**Exercise brief:** Write the next part of the passage on empathetic leadership below, picking up after its last line.

**Exercise passage:**
So, what is empathy?

Empathy is the ability to feel with someone else, to share their emotional state, and to identify with someone else by adopting his or her perspective. Whereas sympathy is about feeling care and concern for someone, empathy is defined as a person’s ability to recognize and share in the emotions of someone else.

“Empathy is about finding echoes of another person in yourself.” – Mohsin Hamid

While everyone—including you—battles the tides of uncertainty, fear, and anxiety, remember that we all have a choice in how we want to respond. We get to decide if we’re going to be a more empathetic leader and, in so doing, hopefully, inspire others to do the same. When we choose to be more empathetic, we not only rise to take care of and support one another today but also strengthen our relationships to continue to do so when the storm passes.

As you start to focus on your emphatic leadership style, consider how you can work on the following:

  • Listen First: Listen to understand, not to speak. Leaders that possess a high degree of empathy listen first, process deeply, and decide the best way to respond—which is sometimes not to respond at all and just be an ear.
  • Cultivate Curiosity: Be curious about their world, instead of assuming you know what they’re thinking, feeling, and experiencing. The critical element here is asking thoughtful and open-ended questions and deeply listening to their answers.
  • Don’t Judge: Empathetic leaders do not judge; instead, they allow themselves to be open to new perspectives as they view the feelings of others as an opportunity to understand others better.

**Given records:**
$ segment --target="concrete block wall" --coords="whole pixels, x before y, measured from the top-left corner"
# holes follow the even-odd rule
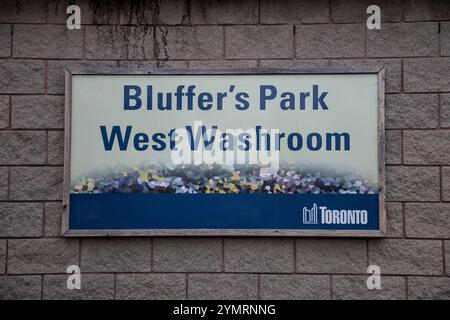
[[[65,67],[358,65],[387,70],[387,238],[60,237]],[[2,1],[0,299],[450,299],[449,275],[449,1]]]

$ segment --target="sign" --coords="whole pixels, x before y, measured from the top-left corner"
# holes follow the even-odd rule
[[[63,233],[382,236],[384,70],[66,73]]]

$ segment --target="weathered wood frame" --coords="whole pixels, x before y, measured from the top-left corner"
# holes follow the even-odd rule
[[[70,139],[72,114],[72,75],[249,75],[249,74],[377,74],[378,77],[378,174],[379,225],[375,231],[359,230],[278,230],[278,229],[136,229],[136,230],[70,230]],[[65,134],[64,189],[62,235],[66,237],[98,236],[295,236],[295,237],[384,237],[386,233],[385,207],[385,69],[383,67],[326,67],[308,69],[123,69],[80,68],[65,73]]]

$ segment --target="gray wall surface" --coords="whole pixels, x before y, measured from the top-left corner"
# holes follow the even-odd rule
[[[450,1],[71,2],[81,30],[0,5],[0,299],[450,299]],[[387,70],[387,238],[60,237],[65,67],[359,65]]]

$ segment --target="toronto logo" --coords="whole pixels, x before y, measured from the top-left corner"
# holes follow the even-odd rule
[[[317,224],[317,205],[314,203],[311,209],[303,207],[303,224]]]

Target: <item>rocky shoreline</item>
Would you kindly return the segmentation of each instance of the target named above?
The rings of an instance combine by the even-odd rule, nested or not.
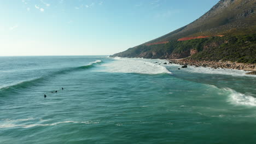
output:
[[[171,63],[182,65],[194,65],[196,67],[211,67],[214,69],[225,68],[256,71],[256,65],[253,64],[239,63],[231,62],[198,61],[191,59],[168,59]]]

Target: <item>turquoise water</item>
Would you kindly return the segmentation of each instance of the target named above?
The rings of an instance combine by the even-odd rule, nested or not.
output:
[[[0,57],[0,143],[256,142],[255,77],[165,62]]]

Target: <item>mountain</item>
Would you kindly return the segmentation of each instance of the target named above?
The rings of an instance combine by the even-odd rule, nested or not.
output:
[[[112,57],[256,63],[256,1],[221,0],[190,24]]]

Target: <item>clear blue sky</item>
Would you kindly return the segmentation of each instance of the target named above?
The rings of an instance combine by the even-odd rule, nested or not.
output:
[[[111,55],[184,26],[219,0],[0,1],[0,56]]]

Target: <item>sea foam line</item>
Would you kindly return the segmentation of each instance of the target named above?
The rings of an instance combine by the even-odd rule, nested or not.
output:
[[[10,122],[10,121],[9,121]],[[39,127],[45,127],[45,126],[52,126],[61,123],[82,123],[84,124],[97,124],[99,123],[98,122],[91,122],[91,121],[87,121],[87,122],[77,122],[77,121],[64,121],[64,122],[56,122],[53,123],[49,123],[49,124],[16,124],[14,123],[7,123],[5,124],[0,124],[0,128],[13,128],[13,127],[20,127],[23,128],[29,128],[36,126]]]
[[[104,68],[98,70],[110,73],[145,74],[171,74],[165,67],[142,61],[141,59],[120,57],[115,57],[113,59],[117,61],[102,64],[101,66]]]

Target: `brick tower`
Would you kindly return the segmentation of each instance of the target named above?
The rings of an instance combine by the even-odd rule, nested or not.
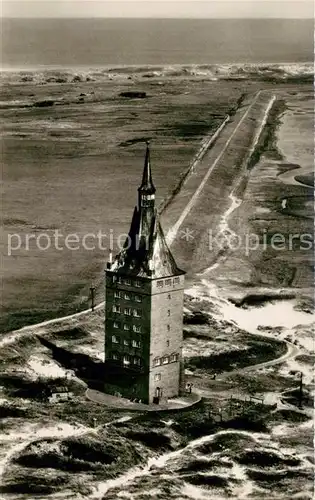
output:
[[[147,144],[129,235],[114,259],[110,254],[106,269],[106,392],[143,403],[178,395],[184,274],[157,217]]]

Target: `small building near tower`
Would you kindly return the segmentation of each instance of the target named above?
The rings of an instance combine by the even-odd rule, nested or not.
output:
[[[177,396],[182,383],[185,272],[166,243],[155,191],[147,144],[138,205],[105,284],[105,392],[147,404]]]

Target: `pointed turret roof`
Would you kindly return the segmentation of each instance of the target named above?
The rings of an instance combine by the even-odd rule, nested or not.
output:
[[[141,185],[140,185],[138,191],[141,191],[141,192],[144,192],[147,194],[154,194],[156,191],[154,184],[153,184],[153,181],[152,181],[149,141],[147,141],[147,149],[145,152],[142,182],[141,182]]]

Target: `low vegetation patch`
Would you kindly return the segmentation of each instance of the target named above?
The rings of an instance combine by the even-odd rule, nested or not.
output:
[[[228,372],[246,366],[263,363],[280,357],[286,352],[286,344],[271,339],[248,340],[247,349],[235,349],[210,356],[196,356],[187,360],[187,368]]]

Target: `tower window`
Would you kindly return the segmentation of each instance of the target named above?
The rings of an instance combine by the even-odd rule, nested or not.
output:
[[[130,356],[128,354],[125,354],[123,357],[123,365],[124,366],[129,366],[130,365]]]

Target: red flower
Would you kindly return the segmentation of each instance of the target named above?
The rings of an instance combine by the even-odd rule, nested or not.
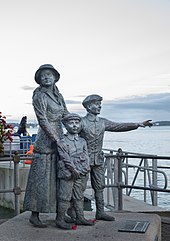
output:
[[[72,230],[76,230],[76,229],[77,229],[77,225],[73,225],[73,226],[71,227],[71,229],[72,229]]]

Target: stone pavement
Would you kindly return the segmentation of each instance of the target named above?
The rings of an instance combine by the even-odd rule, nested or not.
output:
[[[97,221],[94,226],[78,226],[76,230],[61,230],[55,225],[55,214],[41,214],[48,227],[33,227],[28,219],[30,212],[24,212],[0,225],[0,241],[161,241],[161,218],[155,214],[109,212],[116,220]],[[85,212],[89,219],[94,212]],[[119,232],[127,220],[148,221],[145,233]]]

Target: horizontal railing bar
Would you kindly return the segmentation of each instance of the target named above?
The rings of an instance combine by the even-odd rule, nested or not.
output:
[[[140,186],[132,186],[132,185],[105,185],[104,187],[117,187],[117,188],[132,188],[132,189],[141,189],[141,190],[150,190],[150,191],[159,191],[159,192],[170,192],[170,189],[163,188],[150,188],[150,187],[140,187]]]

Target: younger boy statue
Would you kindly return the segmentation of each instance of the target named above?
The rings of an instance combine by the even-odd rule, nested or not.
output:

**Written answer:**
  • Personally Invest: Now, more than ever, it’s essential to take the time to connect with our teams, coworkers, and clients. For these relationships to grow and become more meaningful, empathic leaders must invest their time and energy. Leaders must show up and be present even when it’s not convenient.
  • Be Vulnerable: Contrary to popular beliefs, the most effective leaders are willing to share their uncertainties, take risks that push them past their comfort zones, and be open to emotional exposure. Empathic leaders establish a safe place for others to do the same. Two-way trust is formed when both parties are freely and respectfully sharing and listening.

In times like these, leaders need to answer the call, show-up, and stand-up. We need to be more empathetic, compassionate, kind, and sincere. Our teams are looking to us for comfort and solace so we need to rise to the occasion. How we act today will define how our team will view us as we return to the safety of the harbor.

Grab the helm, add a little empathy, and steer the ship!